* Begin Supplied records *
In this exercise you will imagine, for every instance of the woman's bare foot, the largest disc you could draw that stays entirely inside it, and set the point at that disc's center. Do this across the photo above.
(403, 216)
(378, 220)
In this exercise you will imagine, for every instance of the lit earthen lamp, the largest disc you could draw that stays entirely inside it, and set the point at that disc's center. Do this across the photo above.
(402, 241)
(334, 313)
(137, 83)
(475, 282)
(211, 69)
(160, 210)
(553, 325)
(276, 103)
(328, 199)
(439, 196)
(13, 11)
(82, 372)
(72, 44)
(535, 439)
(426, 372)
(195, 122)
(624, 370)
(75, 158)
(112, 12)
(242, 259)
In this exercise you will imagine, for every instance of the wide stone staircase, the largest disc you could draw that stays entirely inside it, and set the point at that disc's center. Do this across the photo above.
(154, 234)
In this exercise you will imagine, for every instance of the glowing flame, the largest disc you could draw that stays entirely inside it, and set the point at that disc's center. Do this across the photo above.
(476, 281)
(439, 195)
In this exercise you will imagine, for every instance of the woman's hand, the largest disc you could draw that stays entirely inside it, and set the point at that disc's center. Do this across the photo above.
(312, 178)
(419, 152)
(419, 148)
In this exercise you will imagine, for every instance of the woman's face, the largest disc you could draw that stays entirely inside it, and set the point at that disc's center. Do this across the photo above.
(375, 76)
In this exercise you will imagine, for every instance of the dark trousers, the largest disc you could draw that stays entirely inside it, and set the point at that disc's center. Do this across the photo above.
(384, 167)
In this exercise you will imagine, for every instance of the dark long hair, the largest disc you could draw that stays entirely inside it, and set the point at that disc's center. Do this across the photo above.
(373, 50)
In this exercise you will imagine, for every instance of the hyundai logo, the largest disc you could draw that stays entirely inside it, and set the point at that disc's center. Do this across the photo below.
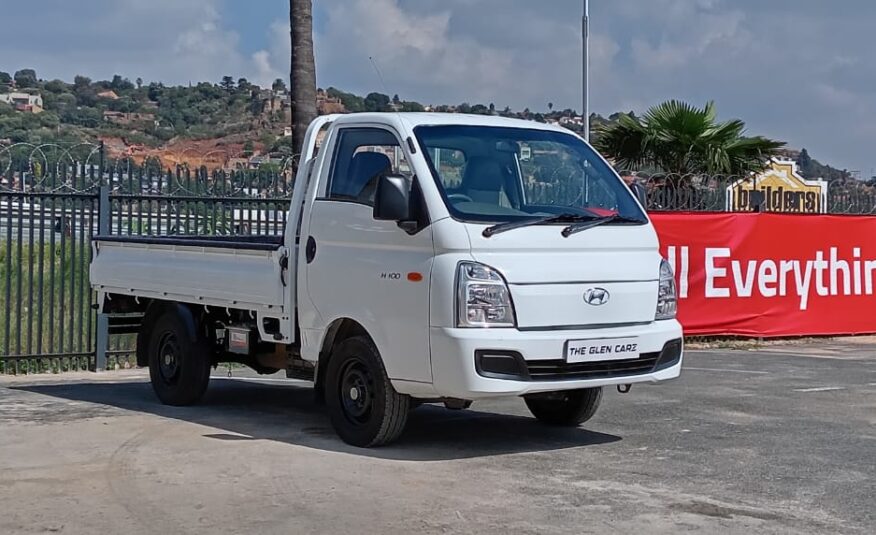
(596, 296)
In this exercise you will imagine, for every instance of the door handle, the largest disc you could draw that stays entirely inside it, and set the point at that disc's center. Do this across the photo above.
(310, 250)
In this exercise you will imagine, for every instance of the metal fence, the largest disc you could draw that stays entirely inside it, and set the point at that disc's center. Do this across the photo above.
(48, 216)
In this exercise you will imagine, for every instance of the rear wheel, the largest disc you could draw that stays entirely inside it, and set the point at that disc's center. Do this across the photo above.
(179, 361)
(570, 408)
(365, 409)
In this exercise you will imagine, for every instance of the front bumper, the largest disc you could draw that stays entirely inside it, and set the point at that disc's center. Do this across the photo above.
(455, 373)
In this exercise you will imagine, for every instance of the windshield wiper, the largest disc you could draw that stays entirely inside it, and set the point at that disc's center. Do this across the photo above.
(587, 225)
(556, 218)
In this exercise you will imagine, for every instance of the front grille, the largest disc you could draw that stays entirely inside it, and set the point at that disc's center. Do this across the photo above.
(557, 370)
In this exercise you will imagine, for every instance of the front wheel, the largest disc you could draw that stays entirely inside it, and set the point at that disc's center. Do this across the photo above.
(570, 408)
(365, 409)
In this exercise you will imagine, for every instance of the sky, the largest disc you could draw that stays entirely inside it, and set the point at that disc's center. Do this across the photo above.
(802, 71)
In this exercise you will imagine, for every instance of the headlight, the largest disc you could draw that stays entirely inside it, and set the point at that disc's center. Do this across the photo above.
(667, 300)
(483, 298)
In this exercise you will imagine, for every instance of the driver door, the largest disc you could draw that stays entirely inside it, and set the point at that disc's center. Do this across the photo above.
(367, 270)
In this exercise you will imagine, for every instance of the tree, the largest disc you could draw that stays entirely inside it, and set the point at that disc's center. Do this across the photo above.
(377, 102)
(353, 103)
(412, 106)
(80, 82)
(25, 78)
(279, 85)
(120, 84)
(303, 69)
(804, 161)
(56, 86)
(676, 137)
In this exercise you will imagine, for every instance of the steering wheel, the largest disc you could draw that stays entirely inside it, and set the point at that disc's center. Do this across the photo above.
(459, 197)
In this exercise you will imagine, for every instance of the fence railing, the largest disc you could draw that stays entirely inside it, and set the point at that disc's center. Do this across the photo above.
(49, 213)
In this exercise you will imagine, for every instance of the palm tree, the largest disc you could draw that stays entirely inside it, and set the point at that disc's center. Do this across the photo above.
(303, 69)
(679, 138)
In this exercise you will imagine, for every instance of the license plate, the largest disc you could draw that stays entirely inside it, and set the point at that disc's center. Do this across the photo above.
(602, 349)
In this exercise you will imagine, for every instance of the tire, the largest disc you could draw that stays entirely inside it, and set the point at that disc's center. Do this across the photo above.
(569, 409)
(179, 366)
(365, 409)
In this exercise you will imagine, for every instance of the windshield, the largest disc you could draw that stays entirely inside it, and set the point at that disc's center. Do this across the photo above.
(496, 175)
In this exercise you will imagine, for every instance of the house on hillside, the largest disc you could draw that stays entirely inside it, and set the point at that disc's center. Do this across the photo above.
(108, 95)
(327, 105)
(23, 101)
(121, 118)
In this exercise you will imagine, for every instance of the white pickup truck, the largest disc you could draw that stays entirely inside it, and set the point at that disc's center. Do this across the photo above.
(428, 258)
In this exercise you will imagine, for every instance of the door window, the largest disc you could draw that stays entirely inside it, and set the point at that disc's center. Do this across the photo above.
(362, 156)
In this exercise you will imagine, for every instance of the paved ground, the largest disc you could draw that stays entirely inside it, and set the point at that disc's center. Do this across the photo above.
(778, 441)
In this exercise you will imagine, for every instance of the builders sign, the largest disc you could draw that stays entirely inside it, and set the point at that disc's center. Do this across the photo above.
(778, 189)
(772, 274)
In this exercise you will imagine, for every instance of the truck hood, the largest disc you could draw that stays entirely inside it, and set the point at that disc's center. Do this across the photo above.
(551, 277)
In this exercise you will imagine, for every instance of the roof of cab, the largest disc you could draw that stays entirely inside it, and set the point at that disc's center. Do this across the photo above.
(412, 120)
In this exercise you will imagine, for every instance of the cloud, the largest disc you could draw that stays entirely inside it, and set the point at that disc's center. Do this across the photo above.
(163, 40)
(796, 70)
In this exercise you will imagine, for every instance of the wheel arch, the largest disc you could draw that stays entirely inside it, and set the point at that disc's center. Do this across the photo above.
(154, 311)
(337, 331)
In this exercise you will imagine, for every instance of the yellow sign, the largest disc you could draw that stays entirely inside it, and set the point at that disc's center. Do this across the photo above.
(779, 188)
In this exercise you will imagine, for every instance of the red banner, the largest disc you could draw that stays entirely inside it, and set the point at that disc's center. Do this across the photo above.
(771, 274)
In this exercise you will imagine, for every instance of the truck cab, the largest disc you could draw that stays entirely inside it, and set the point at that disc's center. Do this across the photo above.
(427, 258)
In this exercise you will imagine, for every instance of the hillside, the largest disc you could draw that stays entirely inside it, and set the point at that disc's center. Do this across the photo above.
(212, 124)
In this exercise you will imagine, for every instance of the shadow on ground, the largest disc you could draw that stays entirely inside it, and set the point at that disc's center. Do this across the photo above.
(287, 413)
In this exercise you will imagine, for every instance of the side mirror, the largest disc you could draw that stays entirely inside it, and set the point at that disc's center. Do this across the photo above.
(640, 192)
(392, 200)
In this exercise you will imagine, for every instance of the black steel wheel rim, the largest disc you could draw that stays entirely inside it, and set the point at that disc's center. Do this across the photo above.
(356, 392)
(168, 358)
* End Supplied records *
Exercise.
Your task is to output exactly the lines running from the one with "truck cab, the" through the final line of the material above, with both ends included.

Response.
In this exercise you will imagine, for every instance of the truck cab, the largest disc you could draw that stays entirely inside it, and set the point at that disc's center. Do this across the photo above.
(427, 258)
In this exercise you will imagine, for every instance of the hillside, the largest disc you could draw that stays entirely inside it, and set the point at that disc's center. Do this across the photo above.
(212, 124)
In this exercise you will imagine, for every instance of the shadow on ground, the largest disc you could draw that stays entirely inside it, and set the point at that disc's center. Do this across the photo above.
(287, 413)
In this exercise you will imagine, for every instance of the side mirror, the largest disc you could draw that stays entirely inside it, and set the point at that disc's center. Do this across the photo above.
(640, 192)
(392, 200)
In this exercise you will imagine, for every instance of the black steel wheel rim, the largest disc you could draw that stays entirely inside it, and set the point at that disc's center. Do this across the photo above.
(356, 392)
(168, 358)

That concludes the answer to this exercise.